++++ Information given ++++
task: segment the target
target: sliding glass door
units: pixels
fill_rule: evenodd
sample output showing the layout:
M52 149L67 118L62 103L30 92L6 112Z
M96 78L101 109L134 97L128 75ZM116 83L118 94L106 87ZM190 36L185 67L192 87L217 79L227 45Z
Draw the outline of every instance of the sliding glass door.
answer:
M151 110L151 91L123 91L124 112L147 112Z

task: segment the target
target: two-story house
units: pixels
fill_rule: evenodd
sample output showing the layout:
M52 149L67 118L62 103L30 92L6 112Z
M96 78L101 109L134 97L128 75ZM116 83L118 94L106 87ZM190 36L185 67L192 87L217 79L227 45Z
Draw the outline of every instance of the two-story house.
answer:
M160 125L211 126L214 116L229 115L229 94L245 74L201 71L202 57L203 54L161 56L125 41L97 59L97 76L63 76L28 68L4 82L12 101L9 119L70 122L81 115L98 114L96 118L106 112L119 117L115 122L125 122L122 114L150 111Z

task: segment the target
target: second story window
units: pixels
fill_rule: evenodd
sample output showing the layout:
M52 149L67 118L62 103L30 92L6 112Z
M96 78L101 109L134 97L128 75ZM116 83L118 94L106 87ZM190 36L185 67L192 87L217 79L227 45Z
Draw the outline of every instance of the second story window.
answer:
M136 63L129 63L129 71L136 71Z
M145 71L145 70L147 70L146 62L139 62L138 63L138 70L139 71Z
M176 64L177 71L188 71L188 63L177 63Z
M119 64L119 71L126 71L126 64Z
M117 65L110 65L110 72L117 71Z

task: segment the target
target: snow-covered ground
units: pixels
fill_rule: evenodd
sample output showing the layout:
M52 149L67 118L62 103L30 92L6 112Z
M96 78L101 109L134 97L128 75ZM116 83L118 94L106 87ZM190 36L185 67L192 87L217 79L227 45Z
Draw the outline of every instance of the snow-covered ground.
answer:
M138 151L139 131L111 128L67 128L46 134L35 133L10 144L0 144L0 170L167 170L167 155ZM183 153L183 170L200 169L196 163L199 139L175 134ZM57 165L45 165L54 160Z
++++
++++ Information given ++++
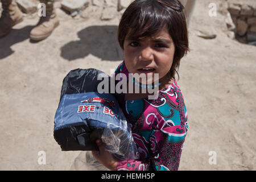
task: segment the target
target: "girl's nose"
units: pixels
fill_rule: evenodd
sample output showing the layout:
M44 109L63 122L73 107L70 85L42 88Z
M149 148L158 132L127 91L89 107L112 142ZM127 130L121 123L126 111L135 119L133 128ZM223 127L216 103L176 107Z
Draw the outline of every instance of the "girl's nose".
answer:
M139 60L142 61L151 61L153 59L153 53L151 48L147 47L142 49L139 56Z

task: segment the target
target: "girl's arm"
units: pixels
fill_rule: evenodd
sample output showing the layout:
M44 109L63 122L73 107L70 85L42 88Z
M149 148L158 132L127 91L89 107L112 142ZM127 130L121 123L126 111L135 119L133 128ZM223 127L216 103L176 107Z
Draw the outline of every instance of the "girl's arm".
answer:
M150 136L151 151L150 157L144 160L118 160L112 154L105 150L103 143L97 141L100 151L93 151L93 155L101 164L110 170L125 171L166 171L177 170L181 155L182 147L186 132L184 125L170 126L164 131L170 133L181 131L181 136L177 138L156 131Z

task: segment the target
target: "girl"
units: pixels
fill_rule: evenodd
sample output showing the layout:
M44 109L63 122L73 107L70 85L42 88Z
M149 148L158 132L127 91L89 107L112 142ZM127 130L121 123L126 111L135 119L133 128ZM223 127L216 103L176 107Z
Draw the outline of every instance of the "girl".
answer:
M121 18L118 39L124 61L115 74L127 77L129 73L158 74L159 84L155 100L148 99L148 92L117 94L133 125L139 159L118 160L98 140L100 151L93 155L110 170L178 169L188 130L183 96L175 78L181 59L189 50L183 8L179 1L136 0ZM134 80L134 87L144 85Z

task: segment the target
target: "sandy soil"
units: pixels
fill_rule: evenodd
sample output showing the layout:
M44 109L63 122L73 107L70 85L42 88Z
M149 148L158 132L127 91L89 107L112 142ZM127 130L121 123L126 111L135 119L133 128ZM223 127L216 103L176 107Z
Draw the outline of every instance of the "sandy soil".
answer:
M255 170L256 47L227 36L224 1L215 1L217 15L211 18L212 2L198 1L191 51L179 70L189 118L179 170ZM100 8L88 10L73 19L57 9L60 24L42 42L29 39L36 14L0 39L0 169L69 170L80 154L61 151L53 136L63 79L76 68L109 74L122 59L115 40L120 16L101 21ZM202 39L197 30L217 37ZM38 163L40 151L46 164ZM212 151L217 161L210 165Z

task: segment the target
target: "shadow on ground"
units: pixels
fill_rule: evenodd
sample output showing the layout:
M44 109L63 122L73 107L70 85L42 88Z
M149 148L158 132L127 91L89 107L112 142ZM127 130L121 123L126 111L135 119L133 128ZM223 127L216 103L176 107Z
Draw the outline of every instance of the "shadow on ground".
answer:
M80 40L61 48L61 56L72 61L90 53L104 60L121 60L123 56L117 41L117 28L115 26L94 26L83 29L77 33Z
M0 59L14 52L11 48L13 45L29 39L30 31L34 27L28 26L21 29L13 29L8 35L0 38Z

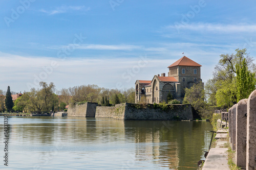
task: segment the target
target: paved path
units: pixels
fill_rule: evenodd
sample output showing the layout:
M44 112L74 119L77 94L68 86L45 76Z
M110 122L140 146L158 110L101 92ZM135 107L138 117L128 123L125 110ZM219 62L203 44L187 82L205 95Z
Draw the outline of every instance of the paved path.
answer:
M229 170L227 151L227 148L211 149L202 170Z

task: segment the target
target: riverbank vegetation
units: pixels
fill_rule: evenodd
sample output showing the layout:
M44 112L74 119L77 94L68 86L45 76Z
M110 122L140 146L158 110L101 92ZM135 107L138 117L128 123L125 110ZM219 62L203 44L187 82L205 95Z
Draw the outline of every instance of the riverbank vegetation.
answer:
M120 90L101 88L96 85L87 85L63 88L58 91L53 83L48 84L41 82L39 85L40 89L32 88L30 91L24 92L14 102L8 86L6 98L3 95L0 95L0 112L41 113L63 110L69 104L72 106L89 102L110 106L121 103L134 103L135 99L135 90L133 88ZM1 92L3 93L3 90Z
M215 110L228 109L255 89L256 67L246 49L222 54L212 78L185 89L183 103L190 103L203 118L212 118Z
++++
++++ Information given ++++
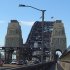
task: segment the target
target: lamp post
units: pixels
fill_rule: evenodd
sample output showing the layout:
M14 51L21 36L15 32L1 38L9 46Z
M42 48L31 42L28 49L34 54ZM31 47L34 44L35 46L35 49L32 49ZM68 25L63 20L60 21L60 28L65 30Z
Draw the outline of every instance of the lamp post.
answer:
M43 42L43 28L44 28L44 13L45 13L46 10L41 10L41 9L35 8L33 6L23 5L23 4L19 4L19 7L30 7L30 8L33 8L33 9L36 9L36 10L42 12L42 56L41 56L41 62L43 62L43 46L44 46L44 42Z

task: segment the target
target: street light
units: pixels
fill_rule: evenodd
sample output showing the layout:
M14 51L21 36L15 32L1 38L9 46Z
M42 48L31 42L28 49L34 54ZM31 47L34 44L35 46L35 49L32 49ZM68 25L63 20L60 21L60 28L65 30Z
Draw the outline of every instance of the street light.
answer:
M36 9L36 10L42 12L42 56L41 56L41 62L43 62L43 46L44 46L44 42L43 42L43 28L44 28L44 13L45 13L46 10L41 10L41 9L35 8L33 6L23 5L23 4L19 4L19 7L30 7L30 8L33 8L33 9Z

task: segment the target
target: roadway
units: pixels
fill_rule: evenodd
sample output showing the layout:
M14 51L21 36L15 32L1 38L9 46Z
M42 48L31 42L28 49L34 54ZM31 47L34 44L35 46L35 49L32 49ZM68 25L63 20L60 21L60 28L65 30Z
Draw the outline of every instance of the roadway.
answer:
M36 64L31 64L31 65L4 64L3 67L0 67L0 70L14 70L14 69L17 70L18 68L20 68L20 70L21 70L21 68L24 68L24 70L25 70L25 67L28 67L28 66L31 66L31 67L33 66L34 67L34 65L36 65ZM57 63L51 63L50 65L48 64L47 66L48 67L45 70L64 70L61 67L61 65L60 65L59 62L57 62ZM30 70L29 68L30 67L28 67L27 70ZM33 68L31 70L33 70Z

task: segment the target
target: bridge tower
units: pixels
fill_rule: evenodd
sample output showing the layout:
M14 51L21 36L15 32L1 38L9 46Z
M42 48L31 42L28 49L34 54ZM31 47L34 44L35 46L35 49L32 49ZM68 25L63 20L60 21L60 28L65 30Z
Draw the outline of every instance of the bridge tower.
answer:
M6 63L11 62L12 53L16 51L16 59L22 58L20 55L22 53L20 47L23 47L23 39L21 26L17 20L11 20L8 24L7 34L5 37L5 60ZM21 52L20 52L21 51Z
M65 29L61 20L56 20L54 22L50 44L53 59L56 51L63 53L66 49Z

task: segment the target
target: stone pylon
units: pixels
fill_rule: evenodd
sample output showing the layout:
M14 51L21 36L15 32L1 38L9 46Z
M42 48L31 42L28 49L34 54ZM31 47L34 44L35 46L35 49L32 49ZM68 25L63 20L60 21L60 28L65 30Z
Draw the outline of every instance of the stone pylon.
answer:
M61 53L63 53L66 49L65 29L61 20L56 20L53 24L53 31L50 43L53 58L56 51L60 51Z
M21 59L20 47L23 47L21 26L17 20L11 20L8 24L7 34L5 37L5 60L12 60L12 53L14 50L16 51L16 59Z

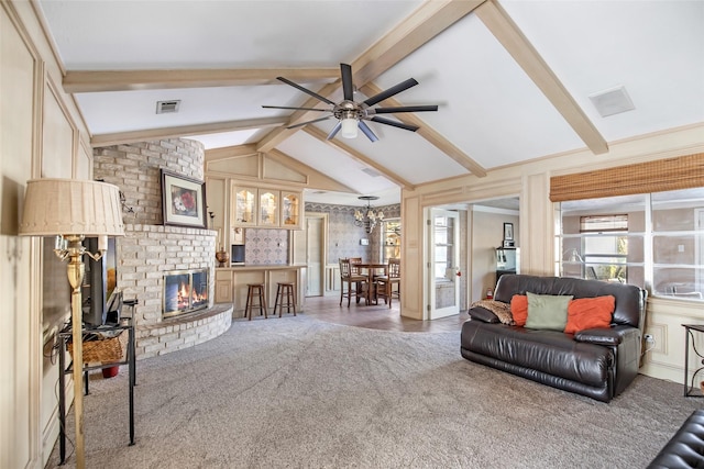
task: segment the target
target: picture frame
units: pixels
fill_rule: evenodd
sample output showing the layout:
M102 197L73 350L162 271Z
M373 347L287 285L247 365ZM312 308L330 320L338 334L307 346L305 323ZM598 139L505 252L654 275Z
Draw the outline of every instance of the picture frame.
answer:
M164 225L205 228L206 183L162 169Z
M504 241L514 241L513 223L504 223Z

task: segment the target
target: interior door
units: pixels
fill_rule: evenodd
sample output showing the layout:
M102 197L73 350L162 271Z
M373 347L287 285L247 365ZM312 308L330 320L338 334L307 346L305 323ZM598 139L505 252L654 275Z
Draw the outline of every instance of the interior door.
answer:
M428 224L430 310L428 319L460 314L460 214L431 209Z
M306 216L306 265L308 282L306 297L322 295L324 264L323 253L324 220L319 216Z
++++
**Exercise**
Show every line of the material above that contains the string "ground", matching its case exactly.

**Task solution**
target: snow-covered ground
Draw the outline of every instance of the snow-covered ground.
target: "shadow on ground"
Draw the outline of every instance of the "shadow on ground".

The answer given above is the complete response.